My right arm is showing no signs of lyphodema so far, and I have recovered nearly full movement - although my arm is pretty weak and still stiff and the scar under my arm is nice and neat and healing nicely.
My left arm seems to be recovering from the chemo trauma, but my veins are still very poor, and the arm aches if I over-extend it.
As for the results of the mastectomy, I couldn't be more pleased. Once I have a bra on (and I've cunningly removed the under wire from the right sides for comfort) you cannot tell that I have a false breast - it looks totally natural. It doesn't feel it, because the implant is under the muscle, so it's pretty solid, but not as bad as I thought. Bra off and it becomes fairly obvious thanks to the horizontal scar in place of a nipple and slight lumps and bumps, but the scar will fade down and I can be tattooed, but I'll see how I go on that - at the moment all my skin on the right side is pretty much numb, but if it recovers, I'm not sure that the pain would be worth it! Physiologically the mastectomy has been a lot easier than I thought, thanks to the excellent result, I cannot recommend my surgeon (Mr Simon Smith) enough. The effects of the radiotherapy may damage the result a bit, but I'm starting from a great position (plus here being young is an advantage - my skin should recover pretty well from the treatment).
The most difficult thing over the last few weeks has been that I feel well, thus I feel guilty that I'm not doing anything, and generally being useless. I have been able to go into work a few times, which has helped, and I'm able to do more cooking. I know that I shouldn't feel bad but I'm one of those people who always feels like they have to be achieving something in life - even more so now that life seems shorter and more precious. It's kind of a strange place to be - in between being ill and being well enough to get back to normal. A bit like the last day of having the flu, when you're not really sure that you're well enough to go into work, but well enough to feel guilty for being sat on the sofa in your pyjamas at 11am - but stretched over weeks. I'm lucky that I have a hobby that has helped to keep me going - I've become an embroidery fiend. I finished my major project that I started the day before I went into surgery last week.

• **REQUIRED ACTION**: Write the next part of the breast cancer recovery account, starting after its final sentence.

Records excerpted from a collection
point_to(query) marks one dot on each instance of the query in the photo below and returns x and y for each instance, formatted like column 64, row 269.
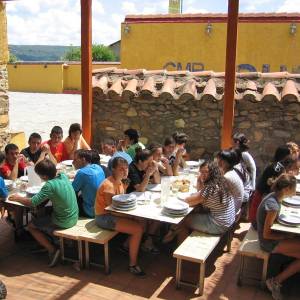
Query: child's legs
column 135, row 230
column 289, row 248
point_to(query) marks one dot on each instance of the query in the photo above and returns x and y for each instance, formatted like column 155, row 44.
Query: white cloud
column 290, row 6
column 256, row 5
column 128, row 7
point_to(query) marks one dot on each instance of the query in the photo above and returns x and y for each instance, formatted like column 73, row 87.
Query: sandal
column 137, row 271
column 170, row 236
column 150, row 249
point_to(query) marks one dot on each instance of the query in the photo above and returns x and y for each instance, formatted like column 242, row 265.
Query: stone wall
column 267, row 123
column 4, row 103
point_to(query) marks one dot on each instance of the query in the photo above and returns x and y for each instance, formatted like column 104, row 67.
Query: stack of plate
column 292, row 201
column 33, row 190
column 124, row 202
column 175, row 208
column 9, row 184
column 289, row 220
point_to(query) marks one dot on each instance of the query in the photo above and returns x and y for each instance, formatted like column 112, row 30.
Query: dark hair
column 2, row 157
column 45, row 168
column 56, row 130
column 9, row 147
column 284, row 181
column 34, row 135
column 132, row 134
column 204, row 164
column 281, row 153
column 118, row 161
column 242, row 141
column 153, row 147
column 141, row 155
column 216, row 180
column 169, row 141
column 75, row 127
column 180, row 138
column 109, row 141
column 232, row 157
column 86, row 154
column 95, row 158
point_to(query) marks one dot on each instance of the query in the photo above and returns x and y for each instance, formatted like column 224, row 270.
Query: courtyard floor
column 27, row 276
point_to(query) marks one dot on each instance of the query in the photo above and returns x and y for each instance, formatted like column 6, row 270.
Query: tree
column 12, row 58
column 99, row 53
column 73, row 54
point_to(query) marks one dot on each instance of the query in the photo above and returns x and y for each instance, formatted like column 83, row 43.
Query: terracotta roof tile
column 183, row 86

• **RESULT OF THE EXERCISE**:
Size approx 35x30cm, and about 22 000 cross stitches |
Mistletoe Cushion |
Noel Banner |
My new project - A Bee |
I am back in treatment. Last week I had a short surgery back with Mr Smith to implant a port into my vein so that my Herceptin can be administered. My original plan was to have this done with the Oncology team over in Windsor, but they seem to have forgotten to set it up, so I arranged it myself. Whilst I was waiting to go down for surgery I got a call to say that my Herceptin treatment will start on the 9th March at Reading (for the first 3 sessions - after that I'll go to Bracknell) which gives just enough time for me to heal up before they use the port. I have about an inch long scar just above my implant where they went in for the port, and a rather extravagant bruise.
Radiotherapy began yesterday, having been in for planning a few weeks ago (where they took measurements and tattooed me with dots to help line up the machine). I'm having this done at the new Bracknell Cancer Centre, which is about a 10 minute drive from home. The place only opened in May 2011, and it's rather nice - very modern, and short waiting times as they're just ramping up their services. It even has a Costa Coffee bar where I can get my espresso fix. I was in for my first appointment yesterday, which took just under an hour. The rest of my appointments are booked in for 15-20 minutes. It really is very simple. I lie very still on a bed, get positioned and then zapped. Repeat twice more and then I'm done.
The side effects are cumulative, after yesterdays my skin is a little tender, like a very minor sunburn. I've been given some aqueous cream to apply twice a day and there are other precautions I have to follow - no soap or deodorants containing metals (e45 soap is fine), no exposure to the Sun (not a problem on a rainy March day), no shaving under my right arm, use warm not hot water and drink lots of water.
14 of these to go, and then just the Herceptin treatment. Soon I'll have my life back!